— START OF GIVEN DATA —
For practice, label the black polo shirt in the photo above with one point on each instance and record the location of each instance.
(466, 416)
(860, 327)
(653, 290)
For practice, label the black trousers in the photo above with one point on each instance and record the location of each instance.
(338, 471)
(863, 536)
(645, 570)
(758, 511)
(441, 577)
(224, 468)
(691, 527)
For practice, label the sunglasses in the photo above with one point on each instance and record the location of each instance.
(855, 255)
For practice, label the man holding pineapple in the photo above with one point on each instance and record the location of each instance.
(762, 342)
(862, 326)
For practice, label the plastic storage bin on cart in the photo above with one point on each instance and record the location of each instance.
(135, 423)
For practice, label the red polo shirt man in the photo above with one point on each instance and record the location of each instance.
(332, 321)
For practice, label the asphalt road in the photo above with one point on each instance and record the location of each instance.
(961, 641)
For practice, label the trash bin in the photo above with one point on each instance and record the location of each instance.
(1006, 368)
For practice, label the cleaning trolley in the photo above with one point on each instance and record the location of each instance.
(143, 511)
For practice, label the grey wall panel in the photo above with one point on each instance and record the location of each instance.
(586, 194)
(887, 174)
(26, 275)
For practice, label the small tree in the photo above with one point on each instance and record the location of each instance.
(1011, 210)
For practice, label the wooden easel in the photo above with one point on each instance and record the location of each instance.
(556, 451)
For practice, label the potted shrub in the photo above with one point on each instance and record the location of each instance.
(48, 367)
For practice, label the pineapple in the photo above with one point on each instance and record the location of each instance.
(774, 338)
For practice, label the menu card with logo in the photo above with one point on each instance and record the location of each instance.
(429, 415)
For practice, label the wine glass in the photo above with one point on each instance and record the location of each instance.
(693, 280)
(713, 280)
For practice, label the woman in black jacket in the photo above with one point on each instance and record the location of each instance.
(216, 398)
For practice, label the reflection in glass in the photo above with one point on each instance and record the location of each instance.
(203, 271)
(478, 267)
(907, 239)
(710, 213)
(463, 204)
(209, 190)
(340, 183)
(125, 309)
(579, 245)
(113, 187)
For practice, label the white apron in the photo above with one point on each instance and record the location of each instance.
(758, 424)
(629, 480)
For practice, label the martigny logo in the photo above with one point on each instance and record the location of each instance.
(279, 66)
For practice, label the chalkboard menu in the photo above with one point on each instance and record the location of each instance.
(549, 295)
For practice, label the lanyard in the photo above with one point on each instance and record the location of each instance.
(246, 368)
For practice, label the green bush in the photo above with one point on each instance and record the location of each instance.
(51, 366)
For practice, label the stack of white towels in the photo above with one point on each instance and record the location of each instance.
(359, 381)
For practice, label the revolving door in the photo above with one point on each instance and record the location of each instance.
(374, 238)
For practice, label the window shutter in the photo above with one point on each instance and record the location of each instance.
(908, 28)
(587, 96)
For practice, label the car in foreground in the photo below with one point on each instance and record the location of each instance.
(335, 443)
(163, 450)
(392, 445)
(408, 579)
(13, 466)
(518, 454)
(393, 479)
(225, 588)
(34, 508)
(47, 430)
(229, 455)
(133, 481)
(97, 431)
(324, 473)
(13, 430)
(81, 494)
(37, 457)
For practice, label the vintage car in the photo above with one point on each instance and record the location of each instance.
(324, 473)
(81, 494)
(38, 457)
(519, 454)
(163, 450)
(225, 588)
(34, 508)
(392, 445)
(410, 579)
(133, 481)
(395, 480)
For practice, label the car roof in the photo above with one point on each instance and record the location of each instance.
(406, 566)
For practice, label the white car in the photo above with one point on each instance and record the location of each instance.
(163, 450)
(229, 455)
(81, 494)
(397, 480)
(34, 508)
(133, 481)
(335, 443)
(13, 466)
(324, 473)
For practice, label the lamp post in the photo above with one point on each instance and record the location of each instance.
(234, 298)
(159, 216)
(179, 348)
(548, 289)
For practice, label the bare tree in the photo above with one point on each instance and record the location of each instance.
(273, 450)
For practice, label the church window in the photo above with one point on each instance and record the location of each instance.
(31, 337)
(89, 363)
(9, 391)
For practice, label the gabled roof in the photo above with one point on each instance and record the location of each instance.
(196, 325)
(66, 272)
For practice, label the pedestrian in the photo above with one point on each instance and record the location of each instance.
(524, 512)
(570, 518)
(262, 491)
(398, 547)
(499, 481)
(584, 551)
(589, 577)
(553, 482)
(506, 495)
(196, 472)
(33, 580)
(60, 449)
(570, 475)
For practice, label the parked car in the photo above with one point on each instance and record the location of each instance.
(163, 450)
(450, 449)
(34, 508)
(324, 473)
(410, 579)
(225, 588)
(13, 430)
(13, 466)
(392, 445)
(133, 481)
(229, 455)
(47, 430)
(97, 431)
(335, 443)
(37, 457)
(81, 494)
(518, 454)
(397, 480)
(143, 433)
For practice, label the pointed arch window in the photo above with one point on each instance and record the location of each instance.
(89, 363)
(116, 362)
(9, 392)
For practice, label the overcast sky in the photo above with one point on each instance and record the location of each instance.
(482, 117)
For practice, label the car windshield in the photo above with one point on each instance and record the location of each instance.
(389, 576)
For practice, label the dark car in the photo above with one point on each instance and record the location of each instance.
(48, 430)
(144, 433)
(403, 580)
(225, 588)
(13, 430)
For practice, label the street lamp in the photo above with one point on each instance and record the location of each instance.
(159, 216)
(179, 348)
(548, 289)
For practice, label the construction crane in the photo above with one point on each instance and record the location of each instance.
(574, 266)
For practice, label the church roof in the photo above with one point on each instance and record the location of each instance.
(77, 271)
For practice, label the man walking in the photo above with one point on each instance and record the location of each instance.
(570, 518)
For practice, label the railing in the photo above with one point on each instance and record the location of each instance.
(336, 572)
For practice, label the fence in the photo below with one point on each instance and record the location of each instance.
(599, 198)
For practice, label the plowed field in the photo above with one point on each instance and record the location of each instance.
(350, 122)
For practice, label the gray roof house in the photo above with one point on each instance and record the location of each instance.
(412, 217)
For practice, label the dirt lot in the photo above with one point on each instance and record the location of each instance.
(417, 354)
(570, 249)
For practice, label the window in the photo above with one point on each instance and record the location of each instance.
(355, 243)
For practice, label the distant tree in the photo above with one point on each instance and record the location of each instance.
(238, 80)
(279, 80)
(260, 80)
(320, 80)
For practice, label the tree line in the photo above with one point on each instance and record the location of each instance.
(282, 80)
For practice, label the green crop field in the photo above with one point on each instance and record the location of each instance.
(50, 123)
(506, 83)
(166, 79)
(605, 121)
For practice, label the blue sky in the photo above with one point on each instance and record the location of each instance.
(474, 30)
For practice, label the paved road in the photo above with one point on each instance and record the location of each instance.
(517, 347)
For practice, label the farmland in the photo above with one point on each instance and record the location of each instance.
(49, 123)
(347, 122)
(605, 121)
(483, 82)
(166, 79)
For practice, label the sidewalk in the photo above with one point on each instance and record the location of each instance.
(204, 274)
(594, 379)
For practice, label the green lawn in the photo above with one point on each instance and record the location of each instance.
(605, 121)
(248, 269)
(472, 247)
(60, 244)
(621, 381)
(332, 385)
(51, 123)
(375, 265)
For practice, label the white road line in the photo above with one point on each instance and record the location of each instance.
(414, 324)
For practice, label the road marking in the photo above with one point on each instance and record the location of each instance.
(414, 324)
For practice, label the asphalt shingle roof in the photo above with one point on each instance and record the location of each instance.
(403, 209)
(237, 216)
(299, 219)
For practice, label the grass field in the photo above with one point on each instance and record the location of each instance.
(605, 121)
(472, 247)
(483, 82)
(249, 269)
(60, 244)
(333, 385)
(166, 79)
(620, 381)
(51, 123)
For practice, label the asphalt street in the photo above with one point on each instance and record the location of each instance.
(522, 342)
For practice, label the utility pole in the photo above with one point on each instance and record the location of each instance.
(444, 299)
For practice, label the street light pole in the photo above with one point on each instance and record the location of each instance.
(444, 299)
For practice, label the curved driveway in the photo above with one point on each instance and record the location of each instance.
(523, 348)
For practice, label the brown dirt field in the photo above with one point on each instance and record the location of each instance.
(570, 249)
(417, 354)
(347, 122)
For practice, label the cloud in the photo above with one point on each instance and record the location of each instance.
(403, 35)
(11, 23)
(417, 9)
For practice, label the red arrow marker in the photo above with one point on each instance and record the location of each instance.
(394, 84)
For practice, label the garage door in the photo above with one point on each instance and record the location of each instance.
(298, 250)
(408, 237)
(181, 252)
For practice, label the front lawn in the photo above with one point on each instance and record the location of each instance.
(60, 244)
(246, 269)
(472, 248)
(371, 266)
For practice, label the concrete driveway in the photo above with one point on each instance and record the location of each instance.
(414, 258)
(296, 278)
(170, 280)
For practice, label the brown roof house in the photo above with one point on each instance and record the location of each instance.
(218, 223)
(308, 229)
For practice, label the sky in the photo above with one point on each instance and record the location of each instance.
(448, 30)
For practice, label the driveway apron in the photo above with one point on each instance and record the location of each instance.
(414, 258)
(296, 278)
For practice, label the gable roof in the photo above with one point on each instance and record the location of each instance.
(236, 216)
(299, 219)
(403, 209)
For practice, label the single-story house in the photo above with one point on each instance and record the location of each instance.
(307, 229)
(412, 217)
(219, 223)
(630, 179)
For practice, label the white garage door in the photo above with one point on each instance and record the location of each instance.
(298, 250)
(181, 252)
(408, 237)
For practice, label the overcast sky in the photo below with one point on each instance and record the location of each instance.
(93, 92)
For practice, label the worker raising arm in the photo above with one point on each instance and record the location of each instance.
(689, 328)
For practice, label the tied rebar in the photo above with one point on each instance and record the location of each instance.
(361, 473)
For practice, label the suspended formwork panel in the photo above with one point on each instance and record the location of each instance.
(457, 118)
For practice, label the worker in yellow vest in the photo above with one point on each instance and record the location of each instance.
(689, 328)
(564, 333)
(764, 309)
— END OF GIVEN DATA —
JOB: Begin at the line containing "For practice, label the overcast sky in the photo below" and reproduce each line through the end of the records above.

THE REPLY:
For practice, label the overcast sky in the photo below with one point on each instance and record the location of each instance.
(93, 92)
For practice, label the worker raising arm in the photo above with one point on each instance and record the location of each instance.
(689, 328)
For practice, label the tied rebar in the photo above with one point on each instance and record the location of each instance.
(361, 473)
For practice, label the suspended formwork panel in the photo above with one point on each instance and record the location of each instance.
(457, 118)
For practice, label the worker in yellow vest in the photo above with one point on each instance and record the location of each instance.
(689, 328)
(564, 333)
(764, 309)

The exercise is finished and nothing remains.